■ **Fragen**
1. Überarbeite den Text über den Orang-Utan-Nachwuchs im Zoo Zürich von "Das will, auch" bis "April zur Welt." und setze dabei "Zoochef" anstelle von "Zoodirektor" ein.
2. Nenne alle Personen und Tiere, die im Text über den Orang-Utan-Nachwuchs im Zoo Zürich mit Namen erwähnt werden.
3. Schreibe den Text über den Orang-Utan-Nachwuchs im Zoo Zürich im Anschluss an seinen letzten Satz weiter.

■ **Vorliegender Text**
★ ★ ★ ★ ★

Mit elegantem Schwung hangelt sich Orang-Utan-Weibchen Cahaya im Zoo Zürich von Ast zu Ast. Da heisst es für ihren kleinen Sohn Malou: gut festhalten, sonst droht der Absturz. Damit nichts passiert, stützt seine Mutter ihn stets mit einem Arm oder einem Bein.
Das will, auch für geschickte Kletterer, erst einmal gelernt sein. Richtig akrobatisch wird es, wenn Cahaya mit verschiedenen Werkzeugen nach verstecktem Futter sucht, denn dann braucht sie auch noch eine Hand, um beispielsweise einen Stock zu halten. „Orang-Utans sind die kreativsten der Menschenaffen“, sagte Zoodirektor Alex Rübel am Mittwoch beim Zoo Apéro.
Doch Fortbewegung und Futtersuche mit dem Nachwuchs war nicht die einzige Schwierigkeit, mit der Mutter und Sohn im Zoo Zürich erst einmal zu kämpfen hatten. Malou ist das erste Junge der zehnjährigen Cahaya und kam am 6. April zur Welt.
Doch unmittelbar nach der Geburt hatte die Grossmutter das Neugeborene zu sich genommen. Der Tierarzt versetzte beide Weibchen in Narkose und legte Malou seiner Mutter an die Brust. Beide wurden einige Tage von der Gruppe abgetrennt, um eine stabile Mutter-Kind-Beziehung aufzubauen.
Artenschutz durch Konsumverhalten
Orang-Utan bedeutet auf malayisch „Waldmensch“, was zum einen auf die Verwandtschaft mit dem Menschen, zum anderen auf den Lebensraum hinweist. „Nur eine geringe Differenz im Genom entscheidet darüber, auf welcher Seite der Scheibe Sie stehen“, sagte Robert Zingg, Kurator des Zoo Zürich. Die „Waldmenschen“ leben auf Sumatra und Borneo. Beide Populationen werden inzwischen als eigenständige Arten betrachtet.

★ ★ ★ ★ ★

Daten zum Zeigen auf Regionen
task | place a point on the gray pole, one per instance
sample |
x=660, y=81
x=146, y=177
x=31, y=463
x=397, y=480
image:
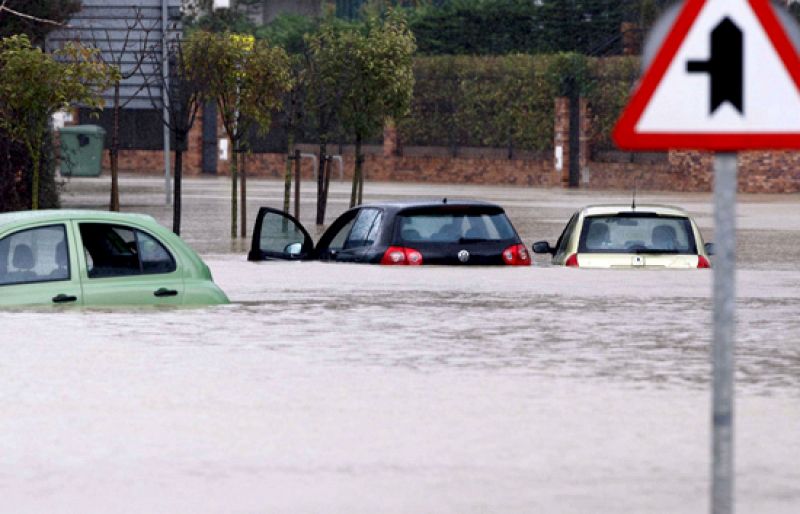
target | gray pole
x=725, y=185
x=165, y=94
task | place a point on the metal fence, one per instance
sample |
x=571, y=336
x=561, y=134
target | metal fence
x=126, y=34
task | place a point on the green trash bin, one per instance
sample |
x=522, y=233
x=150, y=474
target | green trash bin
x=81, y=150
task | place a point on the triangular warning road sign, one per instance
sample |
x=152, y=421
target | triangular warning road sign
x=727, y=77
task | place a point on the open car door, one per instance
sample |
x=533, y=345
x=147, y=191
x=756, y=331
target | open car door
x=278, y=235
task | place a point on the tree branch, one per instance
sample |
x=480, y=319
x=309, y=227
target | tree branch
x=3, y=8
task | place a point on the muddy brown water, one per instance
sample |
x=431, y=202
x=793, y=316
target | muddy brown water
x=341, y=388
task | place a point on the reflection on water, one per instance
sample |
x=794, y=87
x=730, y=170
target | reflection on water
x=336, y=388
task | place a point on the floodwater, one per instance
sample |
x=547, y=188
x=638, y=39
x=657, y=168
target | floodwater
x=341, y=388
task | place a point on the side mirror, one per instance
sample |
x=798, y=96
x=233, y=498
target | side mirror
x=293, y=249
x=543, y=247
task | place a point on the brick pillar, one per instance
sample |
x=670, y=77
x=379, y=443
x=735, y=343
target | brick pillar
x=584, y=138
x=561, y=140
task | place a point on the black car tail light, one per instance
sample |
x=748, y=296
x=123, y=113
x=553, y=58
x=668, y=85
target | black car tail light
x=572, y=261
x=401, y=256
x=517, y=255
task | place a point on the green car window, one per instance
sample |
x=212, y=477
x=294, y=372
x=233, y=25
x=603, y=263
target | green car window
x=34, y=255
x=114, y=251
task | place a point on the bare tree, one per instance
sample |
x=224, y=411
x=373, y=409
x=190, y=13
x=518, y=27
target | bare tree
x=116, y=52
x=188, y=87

★ ★ ★ ★ ★

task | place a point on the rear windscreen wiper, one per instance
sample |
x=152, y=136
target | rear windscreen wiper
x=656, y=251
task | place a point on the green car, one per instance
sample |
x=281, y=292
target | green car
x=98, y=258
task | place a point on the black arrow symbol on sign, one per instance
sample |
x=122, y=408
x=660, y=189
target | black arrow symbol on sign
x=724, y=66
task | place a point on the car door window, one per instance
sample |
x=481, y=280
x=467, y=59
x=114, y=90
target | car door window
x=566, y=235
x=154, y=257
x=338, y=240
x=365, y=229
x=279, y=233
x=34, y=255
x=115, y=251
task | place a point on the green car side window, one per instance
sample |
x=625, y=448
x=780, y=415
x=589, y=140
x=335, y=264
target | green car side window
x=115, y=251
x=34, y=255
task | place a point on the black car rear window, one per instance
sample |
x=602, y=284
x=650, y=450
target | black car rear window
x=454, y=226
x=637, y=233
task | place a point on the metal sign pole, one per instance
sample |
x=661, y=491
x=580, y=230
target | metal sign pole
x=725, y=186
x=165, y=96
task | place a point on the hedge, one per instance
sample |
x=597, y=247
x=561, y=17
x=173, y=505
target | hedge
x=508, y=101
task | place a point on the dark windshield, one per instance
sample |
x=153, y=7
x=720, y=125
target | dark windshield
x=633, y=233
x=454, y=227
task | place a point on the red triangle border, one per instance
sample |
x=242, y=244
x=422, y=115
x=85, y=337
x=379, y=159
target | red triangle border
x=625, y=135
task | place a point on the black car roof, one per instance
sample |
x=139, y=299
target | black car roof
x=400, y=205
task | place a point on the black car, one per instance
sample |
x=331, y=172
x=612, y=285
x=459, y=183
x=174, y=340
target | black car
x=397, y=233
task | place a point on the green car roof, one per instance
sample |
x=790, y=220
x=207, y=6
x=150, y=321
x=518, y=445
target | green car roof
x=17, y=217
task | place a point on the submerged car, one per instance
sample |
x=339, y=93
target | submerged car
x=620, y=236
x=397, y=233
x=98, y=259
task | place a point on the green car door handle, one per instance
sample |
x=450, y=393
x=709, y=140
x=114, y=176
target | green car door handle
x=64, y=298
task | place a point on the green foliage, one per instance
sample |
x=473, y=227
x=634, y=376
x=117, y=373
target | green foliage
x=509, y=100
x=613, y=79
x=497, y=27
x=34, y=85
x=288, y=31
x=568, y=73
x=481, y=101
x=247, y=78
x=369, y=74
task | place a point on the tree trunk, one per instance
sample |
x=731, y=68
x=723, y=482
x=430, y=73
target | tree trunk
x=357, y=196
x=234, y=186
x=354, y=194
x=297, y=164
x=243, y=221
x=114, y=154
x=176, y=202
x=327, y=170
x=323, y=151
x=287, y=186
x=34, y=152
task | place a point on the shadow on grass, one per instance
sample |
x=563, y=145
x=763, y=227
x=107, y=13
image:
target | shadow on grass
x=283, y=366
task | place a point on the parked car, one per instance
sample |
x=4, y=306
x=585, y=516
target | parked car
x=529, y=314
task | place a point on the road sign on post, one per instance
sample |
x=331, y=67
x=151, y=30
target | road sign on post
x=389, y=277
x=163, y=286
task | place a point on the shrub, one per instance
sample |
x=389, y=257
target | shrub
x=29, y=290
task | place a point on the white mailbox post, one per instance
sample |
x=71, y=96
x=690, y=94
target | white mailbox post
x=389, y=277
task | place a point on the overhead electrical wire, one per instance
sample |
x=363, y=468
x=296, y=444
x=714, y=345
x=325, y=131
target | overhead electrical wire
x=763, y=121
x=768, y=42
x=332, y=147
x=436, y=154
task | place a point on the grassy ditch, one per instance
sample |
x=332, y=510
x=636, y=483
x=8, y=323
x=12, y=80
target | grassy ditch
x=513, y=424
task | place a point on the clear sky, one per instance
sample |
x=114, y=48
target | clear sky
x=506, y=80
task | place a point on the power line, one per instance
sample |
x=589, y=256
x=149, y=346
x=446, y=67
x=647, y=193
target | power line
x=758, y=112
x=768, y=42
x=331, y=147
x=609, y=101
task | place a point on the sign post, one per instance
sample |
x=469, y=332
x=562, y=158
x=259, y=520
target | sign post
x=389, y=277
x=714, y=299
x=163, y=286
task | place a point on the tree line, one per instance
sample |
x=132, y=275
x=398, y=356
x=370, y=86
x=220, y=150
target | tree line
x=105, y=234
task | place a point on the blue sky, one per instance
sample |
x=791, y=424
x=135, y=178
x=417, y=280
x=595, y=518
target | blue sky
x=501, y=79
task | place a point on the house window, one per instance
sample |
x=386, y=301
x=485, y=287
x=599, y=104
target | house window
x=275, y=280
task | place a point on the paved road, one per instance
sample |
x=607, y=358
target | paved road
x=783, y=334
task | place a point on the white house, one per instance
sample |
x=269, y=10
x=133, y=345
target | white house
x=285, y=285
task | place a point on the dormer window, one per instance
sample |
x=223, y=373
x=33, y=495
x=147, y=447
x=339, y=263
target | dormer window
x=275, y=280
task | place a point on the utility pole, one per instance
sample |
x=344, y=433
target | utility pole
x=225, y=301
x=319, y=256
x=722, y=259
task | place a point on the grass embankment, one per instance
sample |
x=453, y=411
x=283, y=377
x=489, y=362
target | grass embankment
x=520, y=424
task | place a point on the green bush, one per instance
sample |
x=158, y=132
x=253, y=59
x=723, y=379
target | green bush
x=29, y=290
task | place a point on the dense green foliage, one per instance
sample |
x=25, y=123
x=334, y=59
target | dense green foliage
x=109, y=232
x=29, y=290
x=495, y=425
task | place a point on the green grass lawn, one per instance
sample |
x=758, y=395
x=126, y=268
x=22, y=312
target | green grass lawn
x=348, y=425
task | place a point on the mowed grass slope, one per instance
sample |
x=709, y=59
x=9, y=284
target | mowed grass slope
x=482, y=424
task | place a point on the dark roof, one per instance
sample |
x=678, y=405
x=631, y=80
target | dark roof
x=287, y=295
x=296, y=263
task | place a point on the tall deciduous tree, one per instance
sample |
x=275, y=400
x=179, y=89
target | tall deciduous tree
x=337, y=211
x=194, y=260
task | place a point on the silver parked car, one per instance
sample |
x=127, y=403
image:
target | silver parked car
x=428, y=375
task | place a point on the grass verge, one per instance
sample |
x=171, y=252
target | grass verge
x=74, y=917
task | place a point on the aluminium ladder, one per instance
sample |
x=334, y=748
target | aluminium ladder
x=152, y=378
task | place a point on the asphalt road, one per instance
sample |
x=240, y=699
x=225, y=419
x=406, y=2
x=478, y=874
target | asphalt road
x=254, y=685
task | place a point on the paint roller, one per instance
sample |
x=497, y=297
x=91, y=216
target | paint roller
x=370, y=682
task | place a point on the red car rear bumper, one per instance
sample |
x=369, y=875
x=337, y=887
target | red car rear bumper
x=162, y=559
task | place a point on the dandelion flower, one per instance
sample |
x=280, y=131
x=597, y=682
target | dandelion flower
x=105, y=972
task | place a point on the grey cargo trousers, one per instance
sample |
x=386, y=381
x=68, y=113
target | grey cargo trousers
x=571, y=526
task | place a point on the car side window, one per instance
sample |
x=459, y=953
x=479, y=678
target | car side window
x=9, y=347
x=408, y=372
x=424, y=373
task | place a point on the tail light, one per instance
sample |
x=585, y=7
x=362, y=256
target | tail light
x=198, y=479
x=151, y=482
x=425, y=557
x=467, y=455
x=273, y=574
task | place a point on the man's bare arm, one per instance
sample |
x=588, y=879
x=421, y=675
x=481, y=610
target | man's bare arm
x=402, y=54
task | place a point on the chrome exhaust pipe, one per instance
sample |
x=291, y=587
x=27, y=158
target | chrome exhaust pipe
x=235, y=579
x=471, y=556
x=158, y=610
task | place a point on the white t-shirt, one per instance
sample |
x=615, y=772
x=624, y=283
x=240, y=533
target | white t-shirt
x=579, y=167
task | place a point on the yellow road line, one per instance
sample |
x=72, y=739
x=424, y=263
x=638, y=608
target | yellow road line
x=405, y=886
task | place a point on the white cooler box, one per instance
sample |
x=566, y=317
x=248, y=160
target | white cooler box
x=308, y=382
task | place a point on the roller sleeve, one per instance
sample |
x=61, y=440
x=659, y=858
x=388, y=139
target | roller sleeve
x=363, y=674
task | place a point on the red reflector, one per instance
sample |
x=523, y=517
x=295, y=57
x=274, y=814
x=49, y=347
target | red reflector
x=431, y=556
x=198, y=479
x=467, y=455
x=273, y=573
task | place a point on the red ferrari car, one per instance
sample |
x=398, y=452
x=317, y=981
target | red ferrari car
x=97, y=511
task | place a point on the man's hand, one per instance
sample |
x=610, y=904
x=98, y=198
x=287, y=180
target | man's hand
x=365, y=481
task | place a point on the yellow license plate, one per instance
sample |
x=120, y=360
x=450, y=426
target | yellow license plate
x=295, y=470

★ ★ ★ ★ ★

■ **Antworten**
1.
Das will, auch für geschickte Kletterer, erst einmal gelernt sein. Richtig akrobatisch wird es, wenn Cahaya mit verschiedenen Werkzeugen nach verstecktem Futter sucht, denn dann braucht sie auch noch eine Hand, um beispielsweise einen Stock zu halten. „Orang-Utans sind die kreativsten der Menschenaffen“, sagte Zoochef Alex Rübel am Mittwoch beim Zoo Apéro.
Doch Fortbewegung und Futtersuche mit dem Nachwuchs war nicht die einzige Schwierigkeit, mit der Mutter und Sohn im Zoo Zürich erst einmal zu kämpfen hatten. Malou ist das erste Junge der zehnjährigen Cahaya und kam am 6. April zur Welt.

2. Cahaya, Malou, Alex Rübel, Robert Zingg

3.
Die Sumatra Orang-Utan-Gruppe in Zürich zählt mit dem Neugeborenen acht Mitglieder. Das ist eine verhältnismässig grosse Gruppe und mehr als ein Promille des Weltbestandes. Die Tiere stehen auf der Roten Liste und gelten als stark bedroht. So ist ihr Bestand in den vergangenen 75 Jahren um über 80 Prozent geschrumpft. Schätzungen gehen davon aus, dass es heute weniger als 7000 Individuen gibt.
Der Zoo Zürich setzt sich über das Europäische Erhaltungszuchtprogramm für die Orang-Utans ein. Ausserdem arbeitet er mit der Stiftung PanEco zusammen, die sich für den Schutz des Lebensraums der Orang-Utans und für die nachhaltige Produktion von Palmöl engagiert. Die Stiftung ermöglicht aber auch Tieren, die in Gefangenschaft gehalten wurden, die Rückkehr in die Freiheit. Seit 1999 hat PanEco mehr als 120 Tiere ausgewildert.
Auch im Zoo Zürich gibt es einen weiteren, kleinen Lichtblick für den Erhalt der Menschenaffen: Noch ein Orang-Utan-Weibchen erwartet Nachwuchs. Festgestellt wurde dies durch einen Schwangerschaftstest: genau der gleiche übrigens, der auch für Menschen verwendet wird.